── Entries provided ──

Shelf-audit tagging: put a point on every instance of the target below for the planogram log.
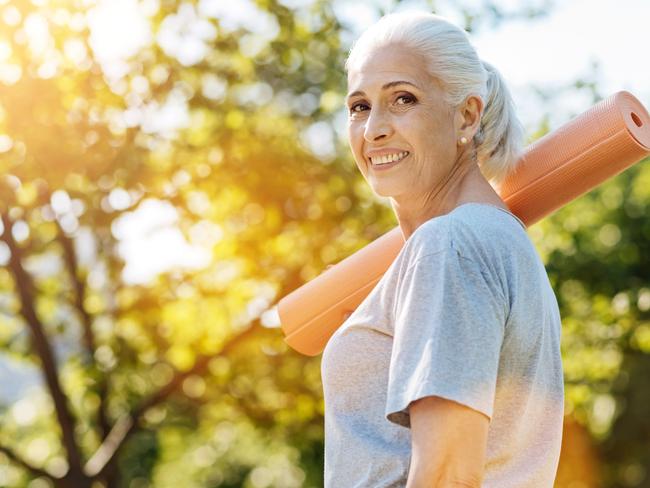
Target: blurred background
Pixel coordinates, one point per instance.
(169, 170)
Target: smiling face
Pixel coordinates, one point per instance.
(397, 115)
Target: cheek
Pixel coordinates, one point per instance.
(355, 138)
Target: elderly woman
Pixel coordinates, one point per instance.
(449, 373)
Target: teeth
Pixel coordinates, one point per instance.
(389, 158)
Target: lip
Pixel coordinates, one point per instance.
(383, 167)
(384, 151)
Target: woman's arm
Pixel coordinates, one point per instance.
(448, 441)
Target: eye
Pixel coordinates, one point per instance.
(357, 107)
(408, 99)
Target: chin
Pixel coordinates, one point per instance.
(385, 191)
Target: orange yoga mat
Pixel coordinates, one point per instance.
(559, 167)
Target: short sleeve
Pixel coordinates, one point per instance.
(449, 322)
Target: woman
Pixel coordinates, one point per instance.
(449, 374)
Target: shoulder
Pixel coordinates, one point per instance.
(477, 232)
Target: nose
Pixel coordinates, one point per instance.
(377, 126)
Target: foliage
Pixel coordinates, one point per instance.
(214, 153)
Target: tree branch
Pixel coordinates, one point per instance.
(72, 266)
(42, 347)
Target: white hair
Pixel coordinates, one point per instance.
(453, 61)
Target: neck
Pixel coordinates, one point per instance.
(464, 184)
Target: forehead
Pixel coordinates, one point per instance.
(388, 63)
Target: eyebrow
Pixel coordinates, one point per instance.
(388, 85)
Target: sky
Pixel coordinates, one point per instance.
(544, 54)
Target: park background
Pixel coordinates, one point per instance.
(169, 170)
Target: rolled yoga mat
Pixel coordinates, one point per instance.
(559, 167)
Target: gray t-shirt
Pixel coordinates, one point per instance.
(465, 312)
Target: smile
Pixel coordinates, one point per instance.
(388, 159)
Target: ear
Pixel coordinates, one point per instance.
(468, 116)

───

**Aim of the task**
Rewrite every line from the one holding "Target: cheek" through the end of the records, inclusive, keeping the requests as they are but multiplying each point coordinate in the answers by 1.95 and rounding to the nearest whole number, with halves rounded up. Return only those lines.

**Completed task**
Target: cheek
Pixel coordinates, one point per instance.
(692, 269)
Target: elderly woman
Pixel coordinates, one point per instance.
(876, 727)
Target: teeth
Pixel coordinates, one point per instance.
(759, 308)
Target: lip
Pixel coordinates, one point per instance.
(747, 326)
(749, 294)
Target: woman's arm
Pixel coordinates, one point per instance.
(874, 860)
Target: eye
Pixel coordinates, one point per instance.
(696, 209)
(796, 193)
Target: chin
Pixel coordinates, one point per instance.
(751, 372)
Target: orange yoga mat
Pixel coordinates, one point per instance.
(1090, 326)
Target: short sleeve
Pixel coordinates, one point per instance.
(876, 628)
Target: woman
Pixel coordinates, one point per instance.
(876, 729)
Target: shoulder
Pixel coordinates, one point per instance.
(930, 452)
Target: nose
Pixel coordinates, one point per instance.
(735, 246)
Target: foliage
Pixel coordinates, one point per instance.
(417, 298)
Target: tree branch
Pixel coordinates, one point per instance.
(140, 519)
(82, 677)
Target: white hair
Pixel coordinates, one point per instance.
(883, 119)
Target: neck
Pixel coordinates, one point per instance.
(905, 359)
Target: forehead
Pixel coordinates, one point per instance.
(757, 123)
Target: eyebrow
Pixel coordinates, one point per instance.
(757, 166)
Target: sky
Pixel coordinates, one point per instance.
(1061, 105)
Target: park background
Pixel coordinates, one point per instance.
(330, 332)
Target: rolled yoga mat
Pixel coordinates, one point per instance.
(1090, 326)
Target: gray t-shirt
Pixel coordinates, one point per instance.
(907, 608)
Target: smile
Pixel coordinates, one point per instance.
(757, 310)
Target: ear
Pixel coordinates, one point per instance.
(913, 226)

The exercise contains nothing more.